**Problem details**: Extract the listing in its entirety, keeping each line identical to the original.

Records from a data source

>> start

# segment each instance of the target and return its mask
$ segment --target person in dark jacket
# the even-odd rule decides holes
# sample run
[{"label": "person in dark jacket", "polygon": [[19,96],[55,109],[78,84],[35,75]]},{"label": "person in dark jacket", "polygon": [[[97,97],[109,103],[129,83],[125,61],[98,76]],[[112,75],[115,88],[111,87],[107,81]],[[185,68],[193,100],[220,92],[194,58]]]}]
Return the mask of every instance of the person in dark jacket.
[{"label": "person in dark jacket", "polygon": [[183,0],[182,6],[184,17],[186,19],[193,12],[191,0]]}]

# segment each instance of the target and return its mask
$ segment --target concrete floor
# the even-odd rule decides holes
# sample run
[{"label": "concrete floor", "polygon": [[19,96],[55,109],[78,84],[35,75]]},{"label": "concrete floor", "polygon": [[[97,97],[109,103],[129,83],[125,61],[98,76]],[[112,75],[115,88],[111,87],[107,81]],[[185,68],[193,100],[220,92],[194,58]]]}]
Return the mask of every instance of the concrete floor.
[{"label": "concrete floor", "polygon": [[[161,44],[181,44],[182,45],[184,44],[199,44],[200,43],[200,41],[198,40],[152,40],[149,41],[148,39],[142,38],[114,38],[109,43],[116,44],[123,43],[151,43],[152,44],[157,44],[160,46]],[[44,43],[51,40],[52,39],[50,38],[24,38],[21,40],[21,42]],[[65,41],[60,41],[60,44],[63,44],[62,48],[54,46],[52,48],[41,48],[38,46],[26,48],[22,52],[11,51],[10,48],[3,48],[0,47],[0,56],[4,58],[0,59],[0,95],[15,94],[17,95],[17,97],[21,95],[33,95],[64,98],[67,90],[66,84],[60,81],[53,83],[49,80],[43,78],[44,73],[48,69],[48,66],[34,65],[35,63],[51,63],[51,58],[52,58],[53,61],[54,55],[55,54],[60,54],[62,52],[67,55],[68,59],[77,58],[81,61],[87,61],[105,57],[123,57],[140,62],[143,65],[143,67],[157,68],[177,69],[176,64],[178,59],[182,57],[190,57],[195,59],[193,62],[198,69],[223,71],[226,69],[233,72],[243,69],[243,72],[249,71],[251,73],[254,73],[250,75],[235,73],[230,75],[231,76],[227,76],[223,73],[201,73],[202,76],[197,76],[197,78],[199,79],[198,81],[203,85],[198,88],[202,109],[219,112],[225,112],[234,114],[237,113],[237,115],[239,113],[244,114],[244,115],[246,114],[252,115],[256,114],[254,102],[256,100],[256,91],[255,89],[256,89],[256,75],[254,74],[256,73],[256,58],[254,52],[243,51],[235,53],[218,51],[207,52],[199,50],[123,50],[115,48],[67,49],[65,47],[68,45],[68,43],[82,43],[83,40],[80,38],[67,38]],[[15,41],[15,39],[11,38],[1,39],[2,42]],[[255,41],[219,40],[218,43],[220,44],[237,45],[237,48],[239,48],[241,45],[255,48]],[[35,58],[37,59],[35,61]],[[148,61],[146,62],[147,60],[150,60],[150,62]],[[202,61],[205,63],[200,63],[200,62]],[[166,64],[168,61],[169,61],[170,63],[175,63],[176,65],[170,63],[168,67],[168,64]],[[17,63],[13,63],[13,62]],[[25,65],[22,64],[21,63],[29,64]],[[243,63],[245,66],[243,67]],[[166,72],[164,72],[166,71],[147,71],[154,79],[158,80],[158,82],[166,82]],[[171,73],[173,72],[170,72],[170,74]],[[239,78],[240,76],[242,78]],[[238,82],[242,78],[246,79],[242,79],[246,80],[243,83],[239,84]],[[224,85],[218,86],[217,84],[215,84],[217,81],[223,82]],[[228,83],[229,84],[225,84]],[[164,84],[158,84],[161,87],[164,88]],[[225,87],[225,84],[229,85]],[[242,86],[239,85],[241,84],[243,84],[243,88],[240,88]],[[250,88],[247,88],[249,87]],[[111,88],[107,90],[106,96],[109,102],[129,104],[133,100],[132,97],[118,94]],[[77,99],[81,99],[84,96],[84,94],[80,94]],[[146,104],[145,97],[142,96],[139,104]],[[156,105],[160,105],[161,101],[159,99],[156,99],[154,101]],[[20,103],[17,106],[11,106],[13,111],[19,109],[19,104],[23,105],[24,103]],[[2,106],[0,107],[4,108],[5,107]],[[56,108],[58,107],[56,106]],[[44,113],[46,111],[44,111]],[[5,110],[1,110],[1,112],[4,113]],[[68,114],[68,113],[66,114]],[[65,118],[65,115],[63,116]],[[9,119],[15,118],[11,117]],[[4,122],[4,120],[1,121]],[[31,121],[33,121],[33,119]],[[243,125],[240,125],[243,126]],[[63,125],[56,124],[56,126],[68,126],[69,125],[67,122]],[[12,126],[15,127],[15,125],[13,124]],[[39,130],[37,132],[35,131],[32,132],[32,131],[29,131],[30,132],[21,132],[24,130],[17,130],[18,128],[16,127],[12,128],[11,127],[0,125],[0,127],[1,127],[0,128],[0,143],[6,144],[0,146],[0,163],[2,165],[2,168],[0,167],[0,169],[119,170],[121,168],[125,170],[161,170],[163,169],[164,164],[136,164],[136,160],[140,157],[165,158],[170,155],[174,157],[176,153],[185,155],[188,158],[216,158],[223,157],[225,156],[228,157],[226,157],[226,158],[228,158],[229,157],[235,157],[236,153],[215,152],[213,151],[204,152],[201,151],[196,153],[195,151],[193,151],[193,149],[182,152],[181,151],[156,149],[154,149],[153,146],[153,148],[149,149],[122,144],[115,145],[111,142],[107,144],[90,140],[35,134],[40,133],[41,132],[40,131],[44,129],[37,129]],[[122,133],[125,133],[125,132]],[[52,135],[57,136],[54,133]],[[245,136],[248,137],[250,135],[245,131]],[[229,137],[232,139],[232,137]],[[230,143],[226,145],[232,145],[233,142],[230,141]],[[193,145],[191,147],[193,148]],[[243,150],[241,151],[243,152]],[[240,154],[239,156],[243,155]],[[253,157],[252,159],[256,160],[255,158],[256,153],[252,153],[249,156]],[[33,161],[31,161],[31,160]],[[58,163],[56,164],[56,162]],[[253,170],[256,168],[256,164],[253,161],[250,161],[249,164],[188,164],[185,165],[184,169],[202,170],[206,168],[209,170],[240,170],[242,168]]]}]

>> end

**Result of the exercise**:
# segment each instance of the target and return its mask
$ segment --target person in dark jacket
# the even-odd rule decides holes
# sample run
[{"label": "person in dark jacket", "polygon": [[19,96],[55,109],[78,84],[35,75]]},{"label": "person in dark jacket", "polygon": [[[97,97],[109,103],[129,83],[125,61],[98,76]],[[112,75],[115,88],[111,87],[107,81]],[[185,68],[193,100],[220,92],[194,58]]]}]
Return the mask of every instance of the person in dark jacket.
[{"label": "person in dark jacket", "polygon": [[183,0],[182,6],[184,17],[186,19],[193,12],[191,0]]}]

# segment each instance of the target and return its mask
$ segment --target concrete floor
# the even-odd rule decides holes
# sample run
[{"label": "concrete floor", "polygon": [[19,96],[55,109],[78,84],[35,75]]},{"label": "concrete floor", "polygon": [[[97,97],[109,103],[129,83],[125,61],[98,76]],[[112,75],[115,88],[111,87],[107,81]],[[185,68],[193,100],[220,92],[194,58]]]}]
Return the mask of every instance of the concrete floor.
[{"label": "concrete floor", "polygon": [[[161,44],[181,44],[182,45],[184,44],[199,44],[200,43],[200,41],[198,40],[152,40],[149,41],[148,39],[142,38],[114,38],[109,43],[116,44],[123,43],[151,43],[152,44],[157,44],[160,46]],[[44,43],[51,40],[52,39],[50,38],[24,38],[21,40],[21,42]],[[65,41],[60,41],[60,44],[63,44],[62,48],[54,46],[52,48],[41,48],[38,46],[26,48],[22,52],[11,51],[10,48],[3,48],[0,47],[0,56],[4,58],[0,59],[0,95],[15,94],[17,95],[17,97],[21,95],[33,95],[64,98],[67,90],[66,84],[60,81],[53,83],[49,80],[43,78],[44,73],[48,69],[48,66],[34,65],[35,63],[51,63],[51,58],[52,58],[53,61],[54,55],[55,54],[60,54],[62,52],[67,55],[68,59],[77,58],[81,61],[87,61],[105,57],[123,57],[140,62],[143,65],[143,67],[157,68],[177,69],[176,64],[178,59],[182,57],[190,57],[195,59],[193,62],[198,69],[223,71],[226,69],[233,72],[243,69],[243,72],[249,71],[251,73],[254,73],[250,75],[235,73],[230,75],[231,76],[227,76],[223,73],[201,73],[202,76],[197,76],[197,78],[199,79],[198,81],[203,85],[198,88],[202,109],[219,112],[225,112],[234,114],[237,113],[237,115],[239,113],[244,114],[244,115],[246,114],[252,115],[256,114],[254,102],[256,100],[256,91],[255,89],[256,89],[256,75],[254,74],[256,73],[256,58],[254,52],[243,51],[235,53],[218,51],[207,52],[199,50],[123,50],[115,48],[67,49],[65,47],[68,45],[68,43],[82,43],[83,40],[80,38],[67,38]],[[15,41],[15,39],[11,38],[1,39],[2,42]],[[255,41],[219,40],[218,43],[220,44],[237,45],[237,48],[239,48],[241,45],[255,48]],[[35,58],[37,59],[35,61]],[[148,61],[146,62],[147,60],[150,60],[150,62]],[[202,61],[205,63],[200,63],[200,62]],[[166,64],[168,61],[169,61],[170,63],[175,63],[176,65],[170,63],[168,67],[168,64]],[[17,63],[13,63],[13,62]],[[25,65],[22,64],[21,63],[29,64]],[[243,63],[245,66],[243,67]],[[166,72],[164,72],[166,71],[147,71],[154,79],[158,80],[158,82],[166,82]],[[171,73],[173,72],[170,72],[170,74]],[[239,78],[240,76],[242,78]],[[238,82],[242,78],[246,79],[242,79],[246,80],[243,83],[239,84]],[[224,85],[218,86],[217,84],[215,84],[217,81],[223,82]],[[228,83],[229,84],[225,84]],[[164,84],[158,84],[161,87],[164,88]],[[225,87],[225,84],[229,85]],[[242,86],[239,85],[241,84],[243,84],[243,88],[240,88]],[[250,88],[247,88],[249,87]],[[111,88],[107,90],[106,96],[109,102],[129,104],[133,100],[132,97],[118,94]],[[77,99],[81,99],[84,96],[84,94],[80,94]],[[146,104],[145,97],[142,96],[139,104]],[[156,105],[160,105],[161,101],[159,99],[156,99],[154,101]],[[20,103],[17,106],[11,106],[13,111],[19,109],[19,104],[23,105],[24,103]],[[2,106],[0,107],[4,108],[5,107]],[[56,108],[58,107],[56,106]],[[44,113],[46,111],[44,111]],[[5,110],[1,110],[1,112],[4,113]],[[68,114],[68,113],[66,114]],[[65,118],[65,115],[63,116]],[[9,119],[15,118],[11,117]],[[4,122],[4,120],[1,121]],[[31,121],[33,121],[33,119]],[[243,125],[240,125],[243,126]],[[63,125],[56,124],[56,126],[68,126],[69,125],[67,122]],[[12,126],[15,127],[15,125],[13,124]],[[39,130],[37,132],[35,131],[32,132],[32,131],[29,131],[30,132],[21,132],[24,130],[17,130],[18,128],[16,127],[12,128],[11,127],[0,125],[0,127],[1,127],[0,128],[0,143],[6,144],[0,146],[0,163],[2,165],[2,168],[0,167],[0,169],[119,170],[121,168],[125,170],[161,170],[163,169],[164,164],[136,164],[136,160],[140,157],[165,158],[170,155],[174,157],[176,153],[185,155],[188,158],[216,158],[223,157],[225,156],[228,157],[226,157],[226,158],[228,158],[229,157],[235,157],[236,153],[215,152],[213,151],[204,152],[201,151],[196,153],[195,151],[193,151],[193,149],[182,152],[181,151],[156,149],[154,149],[153,146],[153,148],[149,149],[122,144],[115,145],[111,142],[107,144],[90,140],[35,134],[40,133],[41,132],[40,131],[44,129],[37,129]],[[122,133],[125,133],[125,132]],[[52,135],[57,136],[54,133]],[[245,136],[248,137],[250,135],[245,131]],[[229,137],[232,139],[232,137]],[[230,143],[226,145],[232,145],[233,142],[230,141]],[[193,145],[191,147],[193,148]],[[243,150],[241,151],[243,152]],[[240,154],[239,156],[243,155]],[[253,157],[252,159],[256,160],[255,158],[256,153],[252,153],[249,156]],[[33,161],[31,161],[31,160]],[[58,163],[56,164],[56,162]],[[253,170],[256,168],[256,164],[253,161],[250,161],[249,164],[188,164],[185,165],[184,169],[202,170],[206,168],[209,170],[240,170],[242,168]]]}]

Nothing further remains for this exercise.